» Requirement
Render the listing below as a Markdown table with two columns, Row and Listing line, putting each line of the listing in its own numbered row and omitting blank lines.
— BEGIN —
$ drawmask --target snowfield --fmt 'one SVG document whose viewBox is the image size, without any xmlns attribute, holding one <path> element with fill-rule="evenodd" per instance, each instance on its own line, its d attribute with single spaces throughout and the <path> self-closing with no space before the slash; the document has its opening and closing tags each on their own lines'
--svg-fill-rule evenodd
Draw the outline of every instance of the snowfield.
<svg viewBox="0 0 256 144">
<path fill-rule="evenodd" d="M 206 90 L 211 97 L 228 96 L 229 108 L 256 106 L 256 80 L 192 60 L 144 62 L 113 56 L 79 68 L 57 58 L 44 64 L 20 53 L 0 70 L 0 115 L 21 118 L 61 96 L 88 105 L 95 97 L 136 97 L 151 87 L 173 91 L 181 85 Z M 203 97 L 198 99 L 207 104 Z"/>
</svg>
— END —
» Written response
| Row | Listing line |
|---|---|
| 1 | $ drawmask --target snowfield --fmt 'one SVG document whose viewBox is the image size, without any xmlns attribute, holding one <path> element with fill-rule="evenodd" per instance, each instance on its own line, its d attribute with single spaces throughout and the <path> self-closing with no space before the slash; the document has its opening and closing tags each on their own lines' |
| 2 | --svg-fill-rule evenodd |
| 3 | Draw the outline of every instance of the snowfield. |
| 4 | <svg viewBox="0 0 256 144"> |
| 5 | <path fill-rule="evenodd" d="M 206 90 L 211 97 L 228 96 L 229 108 L 256 106 L 256 80 L 192 60 L 144 62 L 113 56 L 79 68 L 57 58 L 44 64 L 20 53 L 0 70 L 0 115 L 21 118 L 61 96 L 88 105 L 95 97 L 136 97 L 151 87 L 173 91 L 181 85 Z M 203 97 L 198 99 L 207 104 Z"/> |
| 6 | </svg> |